[Set of tasks]:
A: In the metabolism passage, what ending do the names of all digestive enzymes share?
B: Rewrite everything in the metabolism passage from "This is the" down to "to be absorbed.", putting "sugar molecules" in place of "glucose molecules".

This is the second of a five-part series on Metabolism.
The purpose of your entire digestive system is to reverse the process of photosynthesis and liberate the energy locked within the glucose molecules But first it must digest or break down the plants components into small enough pieces to be absorbed.
Digestion begins in the mouth with a carbohydrate-digesting enzymes in your saliva. As you chew a piece of bread you will notice that it starts out savory but the longer you chew the sweeter it becomes. These are the sugar molecules being snapped off the larger starch molecule by enzymes–hence the sweet taste. Digestive enzymes snap larger molecules into two. Different digestive enzymes catalyze different types of macronutrients: proteases digests protein, lipases digests lipid or fat, and amylases digest carbohydrate. All of the digestive enzymes have names that end with “ase”.
As we saw in the last chapter, your digestive system is basically a long tube with muscular walls. From the perspective of your cells, it functions like an assembly line. They remain stationary while the meal moves slowly through the tube in front of them. Some of the cells work in another department, in the pancreas for example, and sends the products they make down a chute, the common bile duct for example which pours the product onto the assembly line as it moves by. Each type of cell does the same job over and over. The food is propelled along our assembly line by a series of wave-like muscle contractions called peristalsis. At each stop along the line the chewed meal is subjected to some process until it reaches the end and exits looking nothing like when it entered.

[Recorded information]:
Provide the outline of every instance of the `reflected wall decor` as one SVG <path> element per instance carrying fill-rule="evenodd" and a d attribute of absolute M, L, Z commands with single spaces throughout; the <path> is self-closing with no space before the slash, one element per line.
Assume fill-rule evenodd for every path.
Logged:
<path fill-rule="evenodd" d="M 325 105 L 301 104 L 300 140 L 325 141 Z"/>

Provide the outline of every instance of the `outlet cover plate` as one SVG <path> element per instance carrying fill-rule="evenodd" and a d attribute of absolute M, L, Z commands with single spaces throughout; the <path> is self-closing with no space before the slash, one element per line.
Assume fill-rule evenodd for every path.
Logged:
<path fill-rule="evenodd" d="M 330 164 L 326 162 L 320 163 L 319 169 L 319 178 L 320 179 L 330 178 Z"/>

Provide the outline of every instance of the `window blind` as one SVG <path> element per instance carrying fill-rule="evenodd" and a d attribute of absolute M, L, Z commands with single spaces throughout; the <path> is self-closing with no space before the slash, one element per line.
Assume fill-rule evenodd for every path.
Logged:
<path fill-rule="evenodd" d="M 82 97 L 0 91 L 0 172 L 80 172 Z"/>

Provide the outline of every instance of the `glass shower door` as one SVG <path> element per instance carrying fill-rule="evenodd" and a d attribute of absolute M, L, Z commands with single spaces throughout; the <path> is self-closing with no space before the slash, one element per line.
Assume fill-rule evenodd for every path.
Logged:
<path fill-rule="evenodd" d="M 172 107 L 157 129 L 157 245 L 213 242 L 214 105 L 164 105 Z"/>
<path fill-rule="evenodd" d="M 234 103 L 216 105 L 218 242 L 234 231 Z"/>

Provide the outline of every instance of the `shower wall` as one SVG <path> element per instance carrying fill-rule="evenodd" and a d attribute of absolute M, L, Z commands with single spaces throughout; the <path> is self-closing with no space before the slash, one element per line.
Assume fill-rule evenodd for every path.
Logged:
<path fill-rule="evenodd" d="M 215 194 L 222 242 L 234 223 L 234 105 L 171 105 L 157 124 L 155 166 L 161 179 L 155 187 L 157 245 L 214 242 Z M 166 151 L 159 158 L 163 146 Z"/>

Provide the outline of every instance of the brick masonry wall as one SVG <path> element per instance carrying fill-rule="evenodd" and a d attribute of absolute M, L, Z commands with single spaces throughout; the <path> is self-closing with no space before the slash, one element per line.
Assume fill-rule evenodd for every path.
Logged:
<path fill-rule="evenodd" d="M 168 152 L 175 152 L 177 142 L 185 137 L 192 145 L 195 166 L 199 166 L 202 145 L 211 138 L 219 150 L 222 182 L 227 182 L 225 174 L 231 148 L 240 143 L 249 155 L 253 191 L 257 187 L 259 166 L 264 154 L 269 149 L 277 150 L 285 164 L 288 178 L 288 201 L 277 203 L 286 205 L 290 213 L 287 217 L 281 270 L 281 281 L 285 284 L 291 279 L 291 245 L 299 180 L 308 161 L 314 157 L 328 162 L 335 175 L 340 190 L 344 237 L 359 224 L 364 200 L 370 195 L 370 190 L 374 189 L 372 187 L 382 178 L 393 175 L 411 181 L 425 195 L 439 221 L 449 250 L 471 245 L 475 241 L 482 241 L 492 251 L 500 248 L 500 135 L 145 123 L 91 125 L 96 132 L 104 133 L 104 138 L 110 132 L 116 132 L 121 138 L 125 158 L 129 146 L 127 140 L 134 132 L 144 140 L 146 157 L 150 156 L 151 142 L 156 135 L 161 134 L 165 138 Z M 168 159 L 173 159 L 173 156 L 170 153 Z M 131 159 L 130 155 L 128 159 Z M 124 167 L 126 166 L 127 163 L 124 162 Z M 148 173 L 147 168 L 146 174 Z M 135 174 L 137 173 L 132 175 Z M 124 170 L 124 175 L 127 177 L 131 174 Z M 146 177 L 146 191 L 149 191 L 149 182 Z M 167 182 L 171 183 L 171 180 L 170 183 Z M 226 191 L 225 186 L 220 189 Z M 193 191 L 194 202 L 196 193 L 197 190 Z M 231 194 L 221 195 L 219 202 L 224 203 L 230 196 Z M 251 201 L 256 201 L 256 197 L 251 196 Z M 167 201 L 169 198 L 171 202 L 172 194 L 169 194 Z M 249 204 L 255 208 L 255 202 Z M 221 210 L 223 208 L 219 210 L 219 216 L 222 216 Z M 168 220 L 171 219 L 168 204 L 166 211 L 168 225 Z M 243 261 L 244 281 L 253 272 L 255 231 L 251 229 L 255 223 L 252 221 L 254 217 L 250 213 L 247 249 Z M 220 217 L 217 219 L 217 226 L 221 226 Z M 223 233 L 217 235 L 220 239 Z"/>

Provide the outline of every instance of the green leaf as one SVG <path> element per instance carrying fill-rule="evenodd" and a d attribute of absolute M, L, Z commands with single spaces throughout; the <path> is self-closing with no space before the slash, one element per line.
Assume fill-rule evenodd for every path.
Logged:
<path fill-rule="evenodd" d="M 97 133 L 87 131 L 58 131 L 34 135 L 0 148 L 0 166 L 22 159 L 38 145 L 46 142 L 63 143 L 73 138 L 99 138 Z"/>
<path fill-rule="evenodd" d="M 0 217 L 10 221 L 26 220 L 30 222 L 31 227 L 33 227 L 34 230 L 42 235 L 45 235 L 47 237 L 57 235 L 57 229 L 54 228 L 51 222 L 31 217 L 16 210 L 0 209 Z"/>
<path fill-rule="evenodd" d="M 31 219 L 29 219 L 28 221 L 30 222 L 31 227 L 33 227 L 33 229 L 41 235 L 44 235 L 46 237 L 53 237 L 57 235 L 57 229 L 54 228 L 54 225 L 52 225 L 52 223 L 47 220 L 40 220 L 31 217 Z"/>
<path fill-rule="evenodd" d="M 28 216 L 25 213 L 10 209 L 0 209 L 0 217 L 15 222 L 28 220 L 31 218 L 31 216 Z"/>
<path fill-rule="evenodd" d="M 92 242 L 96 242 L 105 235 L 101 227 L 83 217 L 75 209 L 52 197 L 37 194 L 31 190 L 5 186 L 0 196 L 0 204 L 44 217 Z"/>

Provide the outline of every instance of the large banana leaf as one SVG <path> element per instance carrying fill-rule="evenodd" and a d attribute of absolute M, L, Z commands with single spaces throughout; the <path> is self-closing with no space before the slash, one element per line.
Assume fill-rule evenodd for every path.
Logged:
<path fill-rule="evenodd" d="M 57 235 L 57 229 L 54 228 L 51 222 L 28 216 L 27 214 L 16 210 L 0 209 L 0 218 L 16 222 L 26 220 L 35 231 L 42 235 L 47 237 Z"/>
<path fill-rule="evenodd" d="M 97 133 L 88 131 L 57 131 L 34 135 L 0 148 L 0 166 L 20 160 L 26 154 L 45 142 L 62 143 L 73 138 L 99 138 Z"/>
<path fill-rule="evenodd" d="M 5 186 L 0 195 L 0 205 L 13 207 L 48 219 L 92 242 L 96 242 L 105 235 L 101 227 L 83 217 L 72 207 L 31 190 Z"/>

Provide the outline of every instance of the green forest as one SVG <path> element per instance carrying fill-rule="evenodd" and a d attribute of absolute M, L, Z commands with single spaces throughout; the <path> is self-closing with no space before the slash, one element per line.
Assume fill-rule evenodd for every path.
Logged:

[Answer set]:
A: They all end with "ase."

B:
This is the second of a five-part series on Metabolism.
The purpose of your entire digestive system is to reverse the process of photosynthesis and liberate the energy locked within the sugar molecules But first it must digest or break down the plants components into small enough pieces to be absorbed.